→ TASK ITEM:
In the records that follow, locate every line with "building" and extract it.

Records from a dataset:
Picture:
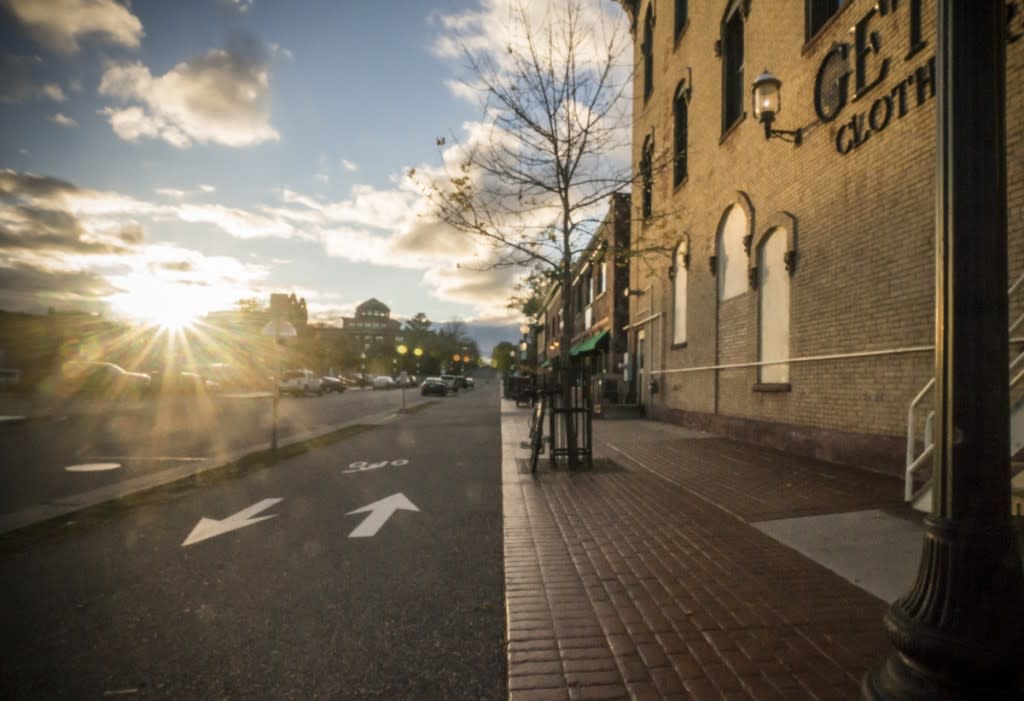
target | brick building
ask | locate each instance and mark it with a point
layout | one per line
(372, 325)
(798, 307)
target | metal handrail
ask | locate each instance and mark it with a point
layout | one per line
(912, 464)
(1017, 283)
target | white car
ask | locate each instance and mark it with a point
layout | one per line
(300, 382)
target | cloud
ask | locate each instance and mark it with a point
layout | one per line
(238, 222)
(177, 193)
(16, 84)
(58, 25)
(133, 123)
(62, 120)
(26, 279)
(221, 97)
(239, 6)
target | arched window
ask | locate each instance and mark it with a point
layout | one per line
(648, 52)
(680, 136)
(731, 262)
(773, 306)
(646, 176)
(680, 265)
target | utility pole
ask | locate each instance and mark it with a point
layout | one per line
(958, 631)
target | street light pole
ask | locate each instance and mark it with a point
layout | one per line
(402, 349)
(957, 631)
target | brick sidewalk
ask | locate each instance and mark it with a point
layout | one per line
(637, 584)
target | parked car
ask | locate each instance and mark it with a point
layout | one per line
(336, 385)
(182, 383)
(433, 386)
(300, 382)
(101, 379)
(384, 383)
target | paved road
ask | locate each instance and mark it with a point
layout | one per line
(290, 607)
(147, 436)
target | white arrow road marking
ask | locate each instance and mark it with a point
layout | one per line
(208, 528)
(380, 512)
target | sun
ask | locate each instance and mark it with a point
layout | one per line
(168, 305)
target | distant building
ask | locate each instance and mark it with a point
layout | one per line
(372, 325)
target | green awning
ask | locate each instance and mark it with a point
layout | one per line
(590, 345)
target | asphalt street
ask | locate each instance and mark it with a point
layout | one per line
(304, 594)
(43, 458)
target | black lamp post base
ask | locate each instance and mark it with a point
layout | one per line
(960, 631)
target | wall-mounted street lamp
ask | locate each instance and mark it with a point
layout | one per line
(767, 91)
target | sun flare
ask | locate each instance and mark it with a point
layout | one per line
(168, 305)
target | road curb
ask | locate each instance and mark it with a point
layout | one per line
(38, 514)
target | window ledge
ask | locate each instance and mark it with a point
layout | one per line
(732, 127)
(772, 387)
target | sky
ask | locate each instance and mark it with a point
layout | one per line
(161, 160)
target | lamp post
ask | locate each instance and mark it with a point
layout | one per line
(767, 97)
(403, 378)
(957, 631)
(280, 330)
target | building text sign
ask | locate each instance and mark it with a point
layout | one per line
(869, 69)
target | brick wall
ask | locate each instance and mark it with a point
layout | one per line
(865, 224)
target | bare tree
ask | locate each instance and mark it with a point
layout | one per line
(535, 178)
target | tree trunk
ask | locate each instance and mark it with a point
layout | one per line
(568, 369)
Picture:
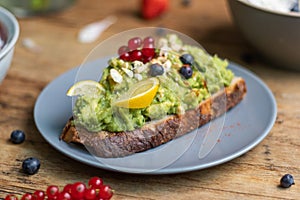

→ EXPECTED OUTPUT:
target | brick building
target | distant building
target | building text sign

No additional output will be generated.